- _Provided data_
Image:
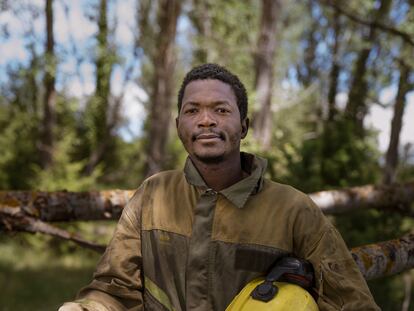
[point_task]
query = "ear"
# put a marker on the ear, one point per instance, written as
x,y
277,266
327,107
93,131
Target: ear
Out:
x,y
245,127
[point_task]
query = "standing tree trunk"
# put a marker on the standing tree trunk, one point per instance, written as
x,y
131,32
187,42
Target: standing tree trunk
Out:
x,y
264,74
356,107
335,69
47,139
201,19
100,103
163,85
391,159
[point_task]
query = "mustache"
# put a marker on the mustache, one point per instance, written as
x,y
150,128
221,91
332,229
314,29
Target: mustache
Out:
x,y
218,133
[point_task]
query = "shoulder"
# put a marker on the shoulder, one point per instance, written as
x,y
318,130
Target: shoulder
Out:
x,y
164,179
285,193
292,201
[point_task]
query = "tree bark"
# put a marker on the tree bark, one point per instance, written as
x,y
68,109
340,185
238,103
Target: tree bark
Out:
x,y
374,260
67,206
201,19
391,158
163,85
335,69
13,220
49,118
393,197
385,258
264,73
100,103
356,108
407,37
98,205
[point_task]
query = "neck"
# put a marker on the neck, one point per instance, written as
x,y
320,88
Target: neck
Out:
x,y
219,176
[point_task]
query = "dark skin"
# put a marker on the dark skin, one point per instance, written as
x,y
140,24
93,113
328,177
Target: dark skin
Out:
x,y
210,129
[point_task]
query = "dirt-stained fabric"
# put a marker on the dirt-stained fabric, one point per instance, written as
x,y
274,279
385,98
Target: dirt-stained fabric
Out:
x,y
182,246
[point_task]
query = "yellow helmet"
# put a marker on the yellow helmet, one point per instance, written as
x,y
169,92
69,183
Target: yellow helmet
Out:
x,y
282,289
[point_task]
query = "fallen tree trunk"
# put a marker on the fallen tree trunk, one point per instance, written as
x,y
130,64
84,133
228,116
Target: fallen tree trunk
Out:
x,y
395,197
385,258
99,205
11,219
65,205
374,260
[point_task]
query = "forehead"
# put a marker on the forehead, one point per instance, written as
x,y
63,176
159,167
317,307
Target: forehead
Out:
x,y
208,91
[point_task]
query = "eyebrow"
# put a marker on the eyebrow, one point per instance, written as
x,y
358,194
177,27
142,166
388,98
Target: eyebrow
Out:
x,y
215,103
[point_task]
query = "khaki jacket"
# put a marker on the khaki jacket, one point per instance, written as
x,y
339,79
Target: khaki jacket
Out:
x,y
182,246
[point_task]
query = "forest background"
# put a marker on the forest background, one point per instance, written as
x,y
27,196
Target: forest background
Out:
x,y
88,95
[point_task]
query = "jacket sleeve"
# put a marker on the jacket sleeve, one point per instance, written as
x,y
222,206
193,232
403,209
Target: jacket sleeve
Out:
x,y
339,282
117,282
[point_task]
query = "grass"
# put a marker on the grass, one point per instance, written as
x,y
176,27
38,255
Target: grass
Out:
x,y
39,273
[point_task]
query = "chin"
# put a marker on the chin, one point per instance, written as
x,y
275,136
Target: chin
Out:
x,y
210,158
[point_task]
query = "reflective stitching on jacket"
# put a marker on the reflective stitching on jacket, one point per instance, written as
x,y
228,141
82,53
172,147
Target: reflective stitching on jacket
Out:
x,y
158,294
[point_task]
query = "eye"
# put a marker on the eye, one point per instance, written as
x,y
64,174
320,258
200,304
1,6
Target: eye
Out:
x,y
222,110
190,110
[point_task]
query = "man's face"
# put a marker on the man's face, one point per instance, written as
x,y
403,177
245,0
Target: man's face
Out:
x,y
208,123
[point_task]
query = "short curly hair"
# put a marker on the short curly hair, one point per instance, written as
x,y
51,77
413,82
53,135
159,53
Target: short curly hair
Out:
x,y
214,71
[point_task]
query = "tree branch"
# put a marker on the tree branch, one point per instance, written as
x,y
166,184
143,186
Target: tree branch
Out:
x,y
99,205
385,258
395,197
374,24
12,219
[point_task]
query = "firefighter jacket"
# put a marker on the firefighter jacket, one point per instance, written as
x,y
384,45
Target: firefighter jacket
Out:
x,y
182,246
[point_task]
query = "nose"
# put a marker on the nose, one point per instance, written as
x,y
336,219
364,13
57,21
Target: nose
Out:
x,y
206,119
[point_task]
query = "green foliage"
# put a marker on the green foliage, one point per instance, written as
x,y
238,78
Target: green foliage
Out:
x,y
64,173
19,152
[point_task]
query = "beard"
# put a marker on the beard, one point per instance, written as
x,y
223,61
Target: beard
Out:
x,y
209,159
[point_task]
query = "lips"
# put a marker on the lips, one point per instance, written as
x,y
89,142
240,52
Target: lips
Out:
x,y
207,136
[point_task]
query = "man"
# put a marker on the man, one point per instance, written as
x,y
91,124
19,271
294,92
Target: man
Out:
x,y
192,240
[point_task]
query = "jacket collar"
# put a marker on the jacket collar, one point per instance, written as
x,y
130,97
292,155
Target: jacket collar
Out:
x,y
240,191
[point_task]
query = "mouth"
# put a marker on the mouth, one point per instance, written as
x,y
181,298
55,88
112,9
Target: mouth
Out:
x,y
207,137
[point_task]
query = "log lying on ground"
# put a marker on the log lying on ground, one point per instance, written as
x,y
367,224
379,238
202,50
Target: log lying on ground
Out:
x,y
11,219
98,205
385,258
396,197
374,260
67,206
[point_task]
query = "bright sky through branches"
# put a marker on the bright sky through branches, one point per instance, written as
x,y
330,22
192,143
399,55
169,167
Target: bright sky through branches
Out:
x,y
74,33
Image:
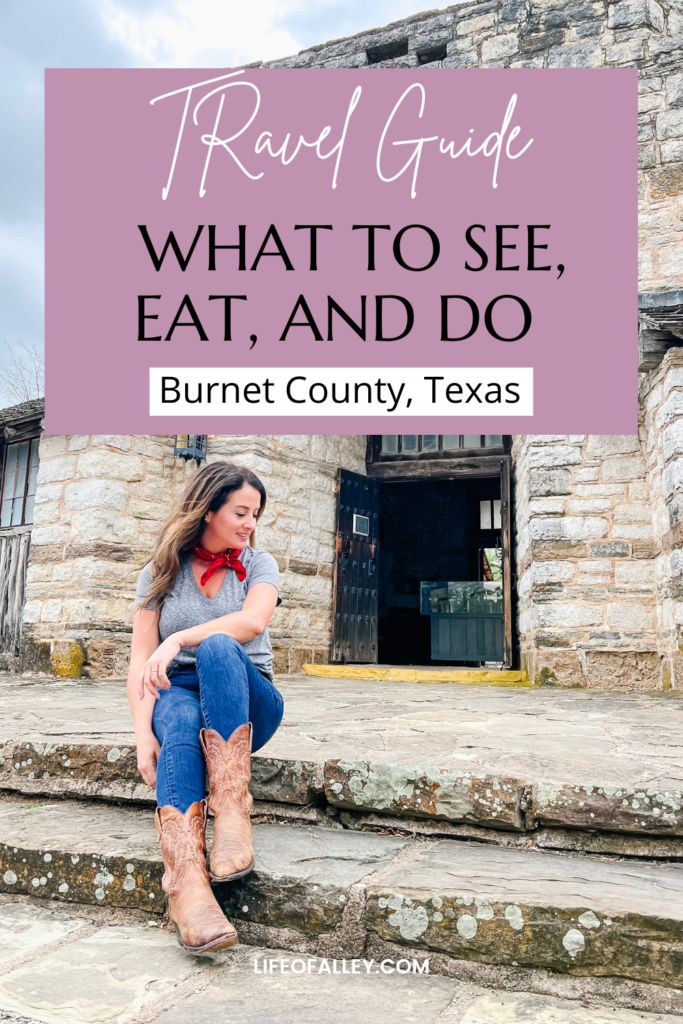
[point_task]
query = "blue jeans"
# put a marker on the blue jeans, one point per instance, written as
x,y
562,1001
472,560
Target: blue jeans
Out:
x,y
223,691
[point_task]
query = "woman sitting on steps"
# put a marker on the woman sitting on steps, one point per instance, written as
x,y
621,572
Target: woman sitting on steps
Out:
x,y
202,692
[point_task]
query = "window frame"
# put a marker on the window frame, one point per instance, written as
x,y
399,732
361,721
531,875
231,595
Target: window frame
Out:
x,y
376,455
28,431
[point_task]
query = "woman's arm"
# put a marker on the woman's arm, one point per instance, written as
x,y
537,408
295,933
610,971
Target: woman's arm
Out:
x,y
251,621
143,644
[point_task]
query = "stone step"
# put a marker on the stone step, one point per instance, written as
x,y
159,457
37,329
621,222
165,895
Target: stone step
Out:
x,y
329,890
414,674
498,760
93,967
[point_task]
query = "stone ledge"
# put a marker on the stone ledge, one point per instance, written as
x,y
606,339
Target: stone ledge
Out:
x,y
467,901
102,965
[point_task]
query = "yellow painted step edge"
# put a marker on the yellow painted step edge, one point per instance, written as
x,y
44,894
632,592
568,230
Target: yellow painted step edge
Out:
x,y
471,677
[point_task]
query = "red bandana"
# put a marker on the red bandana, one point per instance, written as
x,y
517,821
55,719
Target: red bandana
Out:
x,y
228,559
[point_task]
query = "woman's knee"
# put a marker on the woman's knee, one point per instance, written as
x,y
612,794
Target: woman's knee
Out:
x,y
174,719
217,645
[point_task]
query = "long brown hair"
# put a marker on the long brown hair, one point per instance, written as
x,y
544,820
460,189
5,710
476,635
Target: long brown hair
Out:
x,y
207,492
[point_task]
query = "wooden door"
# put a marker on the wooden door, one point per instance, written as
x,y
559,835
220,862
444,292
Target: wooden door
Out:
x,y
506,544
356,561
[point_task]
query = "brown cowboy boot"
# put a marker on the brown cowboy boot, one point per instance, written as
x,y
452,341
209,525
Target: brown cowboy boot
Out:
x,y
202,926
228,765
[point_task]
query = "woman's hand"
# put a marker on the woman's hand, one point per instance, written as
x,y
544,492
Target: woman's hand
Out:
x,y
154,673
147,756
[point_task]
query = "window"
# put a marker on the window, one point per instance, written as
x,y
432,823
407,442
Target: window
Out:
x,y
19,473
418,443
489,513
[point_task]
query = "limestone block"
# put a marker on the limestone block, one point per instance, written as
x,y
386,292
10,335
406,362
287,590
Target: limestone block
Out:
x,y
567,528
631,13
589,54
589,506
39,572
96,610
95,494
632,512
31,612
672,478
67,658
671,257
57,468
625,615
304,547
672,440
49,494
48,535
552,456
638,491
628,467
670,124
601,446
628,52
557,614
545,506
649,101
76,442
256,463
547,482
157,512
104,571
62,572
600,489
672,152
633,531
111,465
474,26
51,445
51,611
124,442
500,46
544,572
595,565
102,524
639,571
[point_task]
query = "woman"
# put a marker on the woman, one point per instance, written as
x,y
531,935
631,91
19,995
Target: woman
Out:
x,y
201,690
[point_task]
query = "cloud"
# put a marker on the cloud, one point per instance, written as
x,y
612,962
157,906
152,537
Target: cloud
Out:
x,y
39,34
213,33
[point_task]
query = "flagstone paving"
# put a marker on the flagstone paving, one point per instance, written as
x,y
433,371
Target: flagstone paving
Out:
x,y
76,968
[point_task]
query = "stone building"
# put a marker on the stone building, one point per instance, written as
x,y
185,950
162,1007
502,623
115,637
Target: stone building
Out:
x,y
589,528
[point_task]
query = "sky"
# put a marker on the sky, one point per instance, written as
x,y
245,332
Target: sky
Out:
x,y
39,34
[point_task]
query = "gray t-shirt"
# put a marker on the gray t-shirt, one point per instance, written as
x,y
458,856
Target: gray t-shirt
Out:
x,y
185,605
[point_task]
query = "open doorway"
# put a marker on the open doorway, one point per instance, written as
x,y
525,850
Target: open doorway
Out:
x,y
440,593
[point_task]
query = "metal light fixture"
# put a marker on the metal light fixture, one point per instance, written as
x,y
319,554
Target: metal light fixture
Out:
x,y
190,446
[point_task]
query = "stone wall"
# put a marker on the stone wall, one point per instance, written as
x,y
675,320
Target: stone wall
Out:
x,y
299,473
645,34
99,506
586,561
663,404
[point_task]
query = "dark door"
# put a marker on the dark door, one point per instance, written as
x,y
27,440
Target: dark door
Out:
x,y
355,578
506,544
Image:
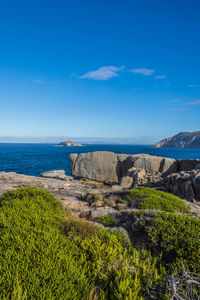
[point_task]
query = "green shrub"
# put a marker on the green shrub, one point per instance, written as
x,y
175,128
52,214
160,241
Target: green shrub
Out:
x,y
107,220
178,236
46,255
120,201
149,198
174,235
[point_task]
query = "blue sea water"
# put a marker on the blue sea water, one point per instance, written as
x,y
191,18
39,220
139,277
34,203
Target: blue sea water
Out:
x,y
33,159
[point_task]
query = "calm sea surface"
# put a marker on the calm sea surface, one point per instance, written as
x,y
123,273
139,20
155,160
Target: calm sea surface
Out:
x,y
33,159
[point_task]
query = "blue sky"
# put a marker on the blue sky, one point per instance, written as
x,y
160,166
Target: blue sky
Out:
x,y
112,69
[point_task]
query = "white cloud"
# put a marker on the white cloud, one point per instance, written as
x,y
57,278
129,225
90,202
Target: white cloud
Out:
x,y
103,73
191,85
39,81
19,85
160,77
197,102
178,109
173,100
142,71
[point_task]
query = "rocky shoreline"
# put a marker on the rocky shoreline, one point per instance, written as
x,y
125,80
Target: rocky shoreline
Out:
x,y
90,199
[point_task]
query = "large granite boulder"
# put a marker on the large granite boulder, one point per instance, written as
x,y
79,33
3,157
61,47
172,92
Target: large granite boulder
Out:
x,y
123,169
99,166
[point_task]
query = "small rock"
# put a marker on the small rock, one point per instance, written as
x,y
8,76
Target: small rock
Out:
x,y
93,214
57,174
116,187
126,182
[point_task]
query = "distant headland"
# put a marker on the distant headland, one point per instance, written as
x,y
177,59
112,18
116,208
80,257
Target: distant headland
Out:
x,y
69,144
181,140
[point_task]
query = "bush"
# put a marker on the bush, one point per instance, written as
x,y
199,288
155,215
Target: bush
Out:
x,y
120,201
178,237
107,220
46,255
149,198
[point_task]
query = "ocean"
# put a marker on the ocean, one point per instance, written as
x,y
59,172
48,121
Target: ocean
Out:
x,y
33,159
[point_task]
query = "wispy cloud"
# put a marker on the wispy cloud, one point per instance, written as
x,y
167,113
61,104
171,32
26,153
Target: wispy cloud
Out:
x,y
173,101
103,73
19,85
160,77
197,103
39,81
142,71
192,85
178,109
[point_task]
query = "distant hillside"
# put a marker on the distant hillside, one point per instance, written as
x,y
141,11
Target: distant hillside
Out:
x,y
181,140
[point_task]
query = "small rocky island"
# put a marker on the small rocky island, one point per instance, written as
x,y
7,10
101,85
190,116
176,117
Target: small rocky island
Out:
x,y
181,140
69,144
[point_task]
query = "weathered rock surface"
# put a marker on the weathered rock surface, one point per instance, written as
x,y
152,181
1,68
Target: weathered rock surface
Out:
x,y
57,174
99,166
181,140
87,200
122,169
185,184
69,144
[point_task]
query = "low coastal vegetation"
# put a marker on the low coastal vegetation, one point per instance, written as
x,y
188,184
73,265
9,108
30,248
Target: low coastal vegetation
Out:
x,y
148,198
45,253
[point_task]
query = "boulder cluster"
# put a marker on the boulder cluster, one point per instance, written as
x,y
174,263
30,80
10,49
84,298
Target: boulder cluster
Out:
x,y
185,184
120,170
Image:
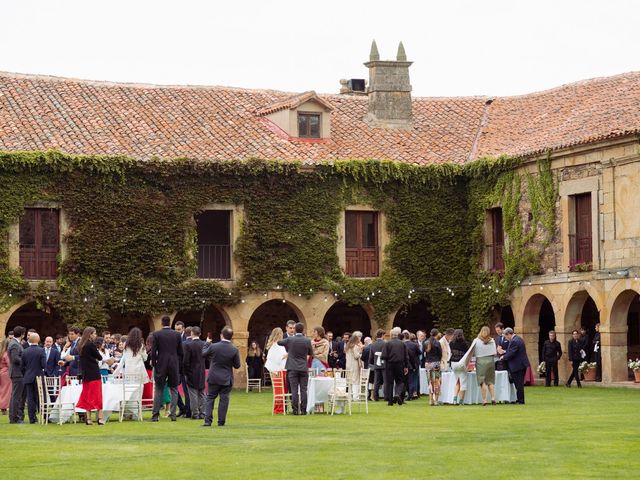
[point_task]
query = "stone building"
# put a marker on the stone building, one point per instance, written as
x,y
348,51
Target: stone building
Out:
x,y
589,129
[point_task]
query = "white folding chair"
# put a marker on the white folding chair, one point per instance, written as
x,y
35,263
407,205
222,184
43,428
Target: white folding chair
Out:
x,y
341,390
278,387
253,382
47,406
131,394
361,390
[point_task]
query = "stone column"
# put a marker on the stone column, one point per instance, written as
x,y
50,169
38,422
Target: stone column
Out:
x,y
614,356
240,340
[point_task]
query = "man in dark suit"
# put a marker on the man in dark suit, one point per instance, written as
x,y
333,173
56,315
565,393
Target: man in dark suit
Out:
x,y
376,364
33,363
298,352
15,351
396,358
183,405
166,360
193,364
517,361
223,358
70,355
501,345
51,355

- _The problem_
Exactly restate the lines from the beginning of the data through the line with "Target: dirt-stained fabric", and no others, keeping pictures out.

- _Response_
Image:
[point_task]
query = "ear"
# put a marker on the ear, one point per instance, written as
x,y
277,266
327,107
93,131
Target: ear
Out:
x,y
245,127
[point_task]
query = "standing tree trunk"
# put a marker on the standing tree trunk, one point per instance, written as
x,y
131,32
187,42
Target: standing tree trunk
Out:
x,y
264,74
356,107
335,69
47,139
201,19
100,103
163,85
391,159
[point_task]
query = "mustache"
# put a marker on the mustache, one point per instance, written as
x,y
150,128
221,91
332,229
314,29
Target: mustache
Out:
x,y
218,133
[point_task]
query = "shoulder"
# put a marker on the shoulder, one point per instance, written as
x,y
318,130
Target: shoulder
Out:
x,y
164,179
285,193
292,201
[point_task]
query = "tree bark"
# put a marker on the tree bark, one point per instance, written as
x,y
68,109
340,185
238,103
Target: tree bark
Out:
x,y
374,260
67,206
201,19
391,158
163,85
335,69
13,220
49,118
393,197
385,258
264,73
100,103
356,108
407,37
98,205
[point_task]
query = "neck"
# put a marker on the neck, one point per instance, written as
x,y
320,88
Target: neck
Out:
x,y
219,176
[point_task]
query = "dark skin"
# put a marker on the dark skin, one point per instance, written as
x,y
140,24
93,113
328,177
Target: dark skin
Out:
x,y
210,129
[point_task]
query = "dirt-stained fabric"
# put a marker on the dirt-stained fabric, one point per instance, written as
x,y
274,279
385,98
Target: dirt-stained fabric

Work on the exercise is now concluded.